• **Kutipan bacaan**:
+++++
Doa 40 Hari Meninggalnya Politisi Senior Roy BB Janis: Sepak Terjangnya di Mata Kolega dan Keluarga
Roy BB Janis sosok yang dikenal selalu menghormati kawan, dan juga lawan politiknya. Tradisi dan sikap politiknya itu melekat pada dirinya hingga akhi
Editor: Johnson Simanjuntak
TRIBUNNEWS.COM, Jakarta - Musisi yang juga dikenal sebagai politisi, Erros Djarot menilai, Roy Binilang Bawatanusa Janis, (Roy BB Janis) adalah sosok yang dikenal selalu menghormati kawan, dan juga lawan politiknya. Tradisi dan sikap politiknya itu melekat pada dirinya hingga akhir hayatnya.
“Apalagi dengan tokoh yang senior, dia selalu menghormatinya. Inilah yang perlu digaris bawahi,” ungkap Erros ketika memberikan testimoni pada acara ‘Doa dan Kenangan Roy BB Janis’ dalam rangka 40 hari meninggalnya Roy BB Janis, yang diadakan via zoom pada Jumat (5/2/2021).
+++++
• **Daftar entri**:
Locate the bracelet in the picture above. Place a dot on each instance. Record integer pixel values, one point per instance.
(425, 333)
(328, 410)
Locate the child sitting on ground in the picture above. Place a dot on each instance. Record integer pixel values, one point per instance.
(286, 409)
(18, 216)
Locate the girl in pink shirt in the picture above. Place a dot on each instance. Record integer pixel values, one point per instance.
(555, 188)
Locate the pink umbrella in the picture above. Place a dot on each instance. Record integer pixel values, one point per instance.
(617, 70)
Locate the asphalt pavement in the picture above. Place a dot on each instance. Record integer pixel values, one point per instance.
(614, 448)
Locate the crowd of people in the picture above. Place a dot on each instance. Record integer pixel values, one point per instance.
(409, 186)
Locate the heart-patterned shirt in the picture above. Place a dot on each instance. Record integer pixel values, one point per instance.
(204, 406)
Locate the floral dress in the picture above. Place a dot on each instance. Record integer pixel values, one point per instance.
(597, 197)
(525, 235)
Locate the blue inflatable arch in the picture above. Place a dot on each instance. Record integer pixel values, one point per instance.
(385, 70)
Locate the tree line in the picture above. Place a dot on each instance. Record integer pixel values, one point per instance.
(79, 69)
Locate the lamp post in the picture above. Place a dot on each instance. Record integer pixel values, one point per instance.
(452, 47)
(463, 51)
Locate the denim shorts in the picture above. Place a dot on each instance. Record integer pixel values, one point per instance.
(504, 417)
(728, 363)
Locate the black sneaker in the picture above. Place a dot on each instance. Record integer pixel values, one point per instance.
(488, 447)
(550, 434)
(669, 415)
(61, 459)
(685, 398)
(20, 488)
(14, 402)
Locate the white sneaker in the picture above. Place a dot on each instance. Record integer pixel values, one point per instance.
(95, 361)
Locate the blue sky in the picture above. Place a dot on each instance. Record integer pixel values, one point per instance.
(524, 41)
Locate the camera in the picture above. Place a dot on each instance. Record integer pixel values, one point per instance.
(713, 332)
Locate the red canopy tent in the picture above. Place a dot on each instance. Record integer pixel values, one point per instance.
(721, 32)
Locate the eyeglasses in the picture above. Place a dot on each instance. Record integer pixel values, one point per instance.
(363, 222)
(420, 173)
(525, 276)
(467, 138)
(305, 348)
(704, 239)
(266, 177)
+++++
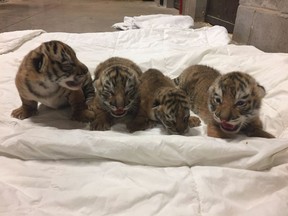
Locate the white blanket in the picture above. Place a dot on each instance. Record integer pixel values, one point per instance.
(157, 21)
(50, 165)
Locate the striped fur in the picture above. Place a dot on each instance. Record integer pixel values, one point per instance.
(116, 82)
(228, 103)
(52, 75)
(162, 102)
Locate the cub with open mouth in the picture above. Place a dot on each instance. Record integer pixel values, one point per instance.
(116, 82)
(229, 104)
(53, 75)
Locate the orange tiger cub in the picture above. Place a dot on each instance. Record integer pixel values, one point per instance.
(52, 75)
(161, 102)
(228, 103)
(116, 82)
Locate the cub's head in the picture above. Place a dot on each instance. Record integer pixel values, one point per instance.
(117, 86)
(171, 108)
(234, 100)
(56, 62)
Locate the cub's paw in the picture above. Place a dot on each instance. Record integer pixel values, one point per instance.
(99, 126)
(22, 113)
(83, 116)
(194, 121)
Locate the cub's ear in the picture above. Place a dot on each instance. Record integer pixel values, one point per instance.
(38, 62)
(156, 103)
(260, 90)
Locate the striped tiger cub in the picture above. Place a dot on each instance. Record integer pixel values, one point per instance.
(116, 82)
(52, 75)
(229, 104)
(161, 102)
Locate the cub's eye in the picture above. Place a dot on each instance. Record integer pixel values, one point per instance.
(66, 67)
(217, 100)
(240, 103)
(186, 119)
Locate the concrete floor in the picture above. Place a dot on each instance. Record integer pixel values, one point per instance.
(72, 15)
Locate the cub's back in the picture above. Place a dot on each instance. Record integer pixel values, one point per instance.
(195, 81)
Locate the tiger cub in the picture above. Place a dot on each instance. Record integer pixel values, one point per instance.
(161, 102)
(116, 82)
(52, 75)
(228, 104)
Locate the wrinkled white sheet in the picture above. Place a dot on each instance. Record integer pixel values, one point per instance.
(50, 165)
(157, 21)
+++++
• **Instruksi Anda**: Menurut kutipan tentang Roy BB Janis, kapan acara doa 40 hari meninggalnya diadakan? Entri di atas adalah bahan tersendiri yang terpisah dari kutipan.

• **Jawaban tertulis**: Pada Jumat, 5 Februari 2021.